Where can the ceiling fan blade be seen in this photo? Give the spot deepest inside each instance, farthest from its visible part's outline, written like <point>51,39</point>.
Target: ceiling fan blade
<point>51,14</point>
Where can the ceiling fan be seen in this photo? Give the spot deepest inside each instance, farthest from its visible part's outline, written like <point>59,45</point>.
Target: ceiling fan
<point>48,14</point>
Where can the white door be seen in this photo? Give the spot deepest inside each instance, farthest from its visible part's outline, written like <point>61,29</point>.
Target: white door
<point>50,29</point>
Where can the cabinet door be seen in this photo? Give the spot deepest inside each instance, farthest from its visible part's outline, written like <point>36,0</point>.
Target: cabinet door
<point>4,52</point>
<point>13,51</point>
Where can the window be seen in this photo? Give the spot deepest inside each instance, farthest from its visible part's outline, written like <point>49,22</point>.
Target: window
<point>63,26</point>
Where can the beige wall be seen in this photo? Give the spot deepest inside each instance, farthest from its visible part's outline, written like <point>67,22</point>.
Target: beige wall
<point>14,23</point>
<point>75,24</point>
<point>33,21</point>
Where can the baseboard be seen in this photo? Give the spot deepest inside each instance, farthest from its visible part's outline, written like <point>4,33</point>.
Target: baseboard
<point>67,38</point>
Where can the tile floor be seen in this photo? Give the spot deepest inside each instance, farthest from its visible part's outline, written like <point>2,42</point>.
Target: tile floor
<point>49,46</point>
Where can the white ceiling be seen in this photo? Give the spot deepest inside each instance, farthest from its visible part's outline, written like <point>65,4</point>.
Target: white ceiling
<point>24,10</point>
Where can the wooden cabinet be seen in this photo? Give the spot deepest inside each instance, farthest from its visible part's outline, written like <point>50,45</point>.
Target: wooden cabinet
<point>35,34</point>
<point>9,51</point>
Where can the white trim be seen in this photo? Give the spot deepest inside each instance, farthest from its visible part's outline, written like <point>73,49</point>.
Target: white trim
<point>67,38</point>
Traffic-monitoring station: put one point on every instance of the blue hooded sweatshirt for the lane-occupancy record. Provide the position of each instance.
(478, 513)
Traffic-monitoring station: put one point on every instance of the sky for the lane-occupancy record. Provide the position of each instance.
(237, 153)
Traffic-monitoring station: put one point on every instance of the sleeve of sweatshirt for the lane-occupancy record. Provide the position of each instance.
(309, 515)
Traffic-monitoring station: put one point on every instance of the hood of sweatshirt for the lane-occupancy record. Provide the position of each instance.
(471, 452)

Problem to solve:
Your task is to repeat the data exactly, with nothing left out.

Exercise response:
Where can the ceiling fan blade be seen in this photo? Give the spot deepest inside each instance, farthest from its visible part's outline, written like <point>51,39</point>.
Target: ceiling fan blade
<point>51,14</point>
Where can the ceiling fan be seen in this photo? Give the spot deepest inside each instance, farthest from its visible part's outline, written like <point>59,45</point>.
Target: ceiling fan
<point>48,14</point>
Where can the white door be seen in this photo? Give the spot deepest inside each instance, farthest from its visible part's outline, written like <point>61,29</point>.
Target: white door
<point>50,29</point>
Where can the cabinet door be seen in this photo? Give the spot deepest inside each instance, farthest from its visible part's outline, written like <point>36,0</point>.
Target: cabinet door
<point>4,52</point>
<point>13,51</point>
Where can the window be seen in this photo? Give the spot deepest inside each instance, farthest from its visible part's outline, written like <point>49,22</point>.
Target: window
<point>63,26</point>
Where can the beige wall be seen in this photo? Give the spot deepest inside each instance, farthest from its visible part's outline, written like <point>67,22</point>.
Target: beige wall
<point>14,23</point>
<point>75,24</point>
<point>33,21</point>
Where can the baseboard be seen in this photo? Give the spot deepest inside each instance, farthest from its visible part's outline, written like <point>4,33</point>.
Target: baseboard
<point>67,38</point>
Where can the tile floor be seen in this photo? Give the spot deepest inside each instance, farthest from its visible part's outline, written like <point>2,42</point>.
Target: tile floor
<point>49,46</point>
Where can the white ceiling be seen in this photo? Give the spot deepest inside each instance, farthest from its visible part's outline, written like <point>65,4</point>.
Target: white ceiling
<point>24,10</point>
Where can the wooden cabinet be seen in this photo? Give the spot deepest inside each instance, farthest from its visible part's outline, written like <point>50,45</point>.
Target: wooden cabinet
<point>35,34</point>
<point>9,51</point>
Where can the white trim be seen in this photo? Give the spot deepest inside each instance, farthest from its visible part's outline, written like <point>73,49</point>.
Target: white trim
<point>67,38</point>
Traffic-monitoring station: put one point on every instance of the blue hooded sweatshirt for the lane-occupancy record. Provide the position of each instance.
(478, 513)
Traffic-monitoring station: put one point on every instance of the sky for the lane-occupancy record. Provide the position of each instance.
(237, 153)
Traffic-monitoring station: put one point on every instance of the sleeve of sweatshirt for the lane-occupancy record. Provide the position of each instance.
(309, 515)
Traffic-monitoring station: put one point on every instance of the hood of sweatshirt for the lane-occupancy record. Provide the position of each instance.
(471, 452)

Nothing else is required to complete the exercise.